### DOCUMENT EXCERPT
Security architecture and hardening notes for StreamForge.
Current status: built-in user authentication, gateway JWTs, RBAC, audit logging, safer browser sessions, and secret-field handling exist today. OAuth, Vault-backed secret resolution, production TLS profiles, and deployment-time network hardening are still future production-packaging work.
- Security Principles
- Authentication
- Authorization (RBAC)
- Network Security
- Data Encryption
- Secrets Management
- Audit & Compliance
- Threat Model
- Security Checklist
- Incident Response
Multiple layers of security controls:
Physical Security → Network Security → Application Security → Data Security
Every component should have minimum required permissions:
- Adapters should only write to assigned Kafka-compatible topics
- Sinks should only read from specific topics
- Gateway Runtime cannot access Control Plane database directly
- UI users have role-based access
Never trust, always verify:
- Hardened deployments should encrypt network traffic, including internal links where practical
- All API calls authenticated
- All configuration changes audited
- No implicit trust between components
Implemented method: built-in user auth with JWT-backed sessions.

### SOURCE DATA
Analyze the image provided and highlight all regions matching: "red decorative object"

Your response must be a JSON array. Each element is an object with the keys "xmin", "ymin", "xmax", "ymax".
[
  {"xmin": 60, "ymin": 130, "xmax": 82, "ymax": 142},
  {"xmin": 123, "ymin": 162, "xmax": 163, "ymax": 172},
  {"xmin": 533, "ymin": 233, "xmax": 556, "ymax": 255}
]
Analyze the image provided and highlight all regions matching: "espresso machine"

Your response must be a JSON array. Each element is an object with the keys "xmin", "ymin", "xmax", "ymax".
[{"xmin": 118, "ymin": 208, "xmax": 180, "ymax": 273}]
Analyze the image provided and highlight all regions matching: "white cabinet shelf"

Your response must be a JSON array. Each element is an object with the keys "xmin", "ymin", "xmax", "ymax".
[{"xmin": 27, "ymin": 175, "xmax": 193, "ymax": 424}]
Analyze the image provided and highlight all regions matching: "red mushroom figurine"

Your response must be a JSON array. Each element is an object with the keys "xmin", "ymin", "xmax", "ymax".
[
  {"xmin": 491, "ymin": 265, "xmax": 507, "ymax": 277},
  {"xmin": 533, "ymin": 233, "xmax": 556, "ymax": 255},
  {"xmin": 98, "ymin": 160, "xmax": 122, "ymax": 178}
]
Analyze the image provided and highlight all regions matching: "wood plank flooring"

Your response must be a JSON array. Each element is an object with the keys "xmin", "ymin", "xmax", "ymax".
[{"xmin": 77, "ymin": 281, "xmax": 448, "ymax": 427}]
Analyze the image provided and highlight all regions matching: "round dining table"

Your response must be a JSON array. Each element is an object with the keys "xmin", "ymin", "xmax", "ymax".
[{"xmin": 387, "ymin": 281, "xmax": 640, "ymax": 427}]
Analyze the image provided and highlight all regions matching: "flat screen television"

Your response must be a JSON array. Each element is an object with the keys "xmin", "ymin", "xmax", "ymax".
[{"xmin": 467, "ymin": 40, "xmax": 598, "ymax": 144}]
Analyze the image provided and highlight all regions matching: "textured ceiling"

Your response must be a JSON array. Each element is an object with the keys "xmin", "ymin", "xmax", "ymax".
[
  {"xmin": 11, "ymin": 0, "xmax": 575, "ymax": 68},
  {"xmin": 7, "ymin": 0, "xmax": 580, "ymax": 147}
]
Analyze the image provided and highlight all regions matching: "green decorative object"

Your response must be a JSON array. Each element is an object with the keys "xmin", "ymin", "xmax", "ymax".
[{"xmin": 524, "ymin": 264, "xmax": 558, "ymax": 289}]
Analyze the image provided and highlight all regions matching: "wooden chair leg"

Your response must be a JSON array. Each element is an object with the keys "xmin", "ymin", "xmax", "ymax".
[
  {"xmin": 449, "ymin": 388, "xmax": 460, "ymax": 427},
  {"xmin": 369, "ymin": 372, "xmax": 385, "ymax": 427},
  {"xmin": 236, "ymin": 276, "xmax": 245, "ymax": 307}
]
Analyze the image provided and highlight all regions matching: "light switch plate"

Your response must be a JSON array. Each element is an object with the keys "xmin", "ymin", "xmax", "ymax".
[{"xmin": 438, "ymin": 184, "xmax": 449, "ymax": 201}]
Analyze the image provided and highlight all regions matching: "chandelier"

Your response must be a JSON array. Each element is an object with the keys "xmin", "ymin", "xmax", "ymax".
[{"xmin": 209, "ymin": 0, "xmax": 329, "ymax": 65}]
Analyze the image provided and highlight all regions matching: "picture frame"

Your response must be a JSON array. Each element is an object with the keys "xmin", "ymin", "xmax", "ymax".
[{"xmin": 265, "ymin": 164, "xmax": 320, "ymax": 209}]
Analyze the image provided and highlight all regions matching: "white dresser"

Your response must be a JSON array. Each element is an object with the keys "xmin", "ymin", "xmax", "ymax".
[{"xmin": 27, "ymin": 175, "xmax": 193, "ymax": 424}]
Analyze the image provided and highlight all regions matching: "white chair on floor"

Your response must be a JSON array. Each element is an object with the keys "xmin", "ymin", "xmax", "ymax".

### APPLY WHAT YOU READ
(a) From the StreamForge security notes, list every security feature that the current status says exists today.
(b) Please state the authentication method that the StreamForge security notes give as implemented.

### ANSWERS TO THE TASKS
(a)
- Built-in user authentication
- Gateway JWTs
- RBAC
- Audit logging
- Safer browser sessions
- Secret-field handling

(b) Built-in user auth with JWT-backed sessions.